作業指示:
A) 戦争体験の抜粋文から、「2020年9月27日、ナゴル」で始まり「ローンの標的にされるからだ。」で終わる部分を、一字も変えずにすべて抜き出してください。
B) 戦争体験の抜粋文に出てくる国名と地名をすべて挙げてください。
C) 戦争体験の抜粋文の最後の文に続けて、その先を書き進めてください。

抜粋文:
2020年9月27日、ナゴルノ=カラバフにてアルメニアとアゼルバイジャンの44日間戦争が始まってから16日間はお母さんはシラク村に残った。牧場や牛を守るためだ。日々聞こえてくる爆弾やドローンの音が怖かった。アルメニアの兵士が亡くなるのも見た。戦争中の16日間で最も危険だったのは戦争の中ゴリスへ車で避難する時だった。昼間運転してゴリスへ向かった。なぜなら、もし夜に運転すればライトの光でドローンの標的にされるからだ。
Q”何故、16日間も危険なのにシラク村に残ったんですか?”

提供された項目:
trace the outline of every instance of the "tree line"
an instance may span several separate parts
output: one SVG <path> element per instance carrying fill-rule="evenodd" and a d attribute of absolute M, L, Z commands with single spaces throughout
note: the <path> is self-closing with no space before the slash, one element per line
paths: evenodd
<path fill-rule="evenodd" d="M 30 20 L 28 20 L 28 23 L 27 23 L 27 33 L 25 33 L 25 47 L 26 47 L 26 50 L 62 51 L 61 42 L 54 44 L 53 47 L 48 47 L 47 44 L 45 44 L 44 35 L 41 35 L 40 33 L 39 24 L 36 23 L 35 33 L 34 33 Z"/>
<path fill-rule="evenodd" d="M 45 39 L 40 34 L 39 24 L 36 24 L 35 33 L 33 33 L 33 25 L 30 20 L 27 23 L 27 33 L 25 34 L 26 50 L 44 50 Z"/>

...

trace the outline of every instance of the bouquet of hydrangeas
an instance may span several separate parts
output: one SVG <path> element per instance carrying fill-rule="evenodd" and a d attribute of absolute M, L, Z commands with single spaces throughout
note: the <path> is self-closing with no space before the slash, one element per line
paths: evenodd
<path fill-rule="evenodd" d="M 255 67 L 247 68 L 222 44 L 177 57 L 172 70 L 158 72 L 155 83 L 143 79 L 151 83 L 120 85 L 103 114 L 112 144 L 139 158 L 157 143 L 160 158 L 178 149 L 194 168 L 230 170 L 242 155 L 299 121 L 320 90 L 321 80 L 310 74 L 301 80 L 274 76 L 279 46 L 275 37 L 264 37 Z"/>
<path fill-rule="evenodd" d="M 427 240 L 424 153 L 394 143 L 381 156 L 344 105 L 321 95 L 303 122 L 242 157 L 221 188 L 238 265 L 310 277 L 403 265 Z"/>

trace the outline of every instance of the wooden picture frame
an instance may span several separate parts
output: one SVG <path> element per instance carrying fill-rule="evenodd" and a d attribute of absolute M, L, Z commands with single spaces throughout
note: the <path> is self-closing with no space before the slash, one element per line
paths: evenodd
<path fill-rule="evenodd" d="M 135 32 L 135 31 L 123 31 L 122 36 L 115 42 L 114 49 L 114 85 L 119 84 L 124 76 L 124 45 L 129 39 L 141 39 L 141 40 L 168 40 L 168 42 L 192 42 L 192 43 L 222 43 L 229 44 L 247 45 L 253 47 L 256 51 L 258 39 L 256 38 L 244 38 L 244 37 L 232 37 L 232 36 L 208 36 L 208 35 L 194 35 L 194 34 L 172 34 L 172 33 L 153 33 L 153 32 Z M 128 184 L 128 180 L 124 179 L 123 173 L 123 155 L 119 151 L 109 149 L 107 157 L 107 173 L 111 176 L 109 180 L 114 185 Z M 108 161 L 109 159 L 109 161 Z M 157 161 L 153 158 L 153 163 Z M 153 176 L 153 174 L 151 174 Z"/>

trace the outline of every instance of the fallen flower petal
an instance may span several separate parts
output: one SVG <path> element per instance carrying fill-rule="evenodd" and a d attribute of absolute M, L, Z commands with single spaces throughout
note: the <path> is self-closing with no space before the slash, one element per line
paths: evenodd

各作業の解答:
A)
2020年9月27日、ナゴルノ=カラバフにてアルメニアとアゼルバイジャンの44日間戦争が始まってから16日間はお母さんはシラク村に残った。牧場や牛を守るためだ。日々聞こえてくる爆弾やドローンの音が怖かった。アルメニアの兵士が亡くなるのも見た。戦争中の16日間で最も危険だったのは戦争の中ゴリスへ車で避難する時だった。昼間運転してゴリスへ向かった。なぜなら、もし夜に運転すればライトの光でドローンの標的にされるからだ。

B) ナゴルノ=カラバフ、アルメニア、アゼルバイジャン、シラク村、ゴリス

C)
”2016年の4日間戦争のようにすぐ終わると思っていたの”とお母さんは答えた。しかし、戦争は44日間続き、戦後の協定でシラク村はアゼルバイジャンに引き渡された。シラクの村を守ろうとした命を落とした兵士たちの努力も虚しく、彼女達の大きな家、牧場、重機、100頭の牛も全て今はアゼルバイジャンの手の中だ。
写真左、家族の少年は写真右の筆者の通訳がナゴルノ=カラバフで教師をしていた時の生徒だった。久しぶりに前の先生と再会できて終始嬉しそうにしていた。
子供達は44日間戦争が始まり2日後、いち早くゴリスへ逃れた。ゴリスに逃れても眠ることなどできなかった。山の向こうではシラク村の学校や家、牧場が爆撃されてるかと思うと、沢山の兵士が亡くなっていると思うと、両親がそこにいると思うと、怖くて夜眠ることなどできない。
Q”今の生活はどうですか?”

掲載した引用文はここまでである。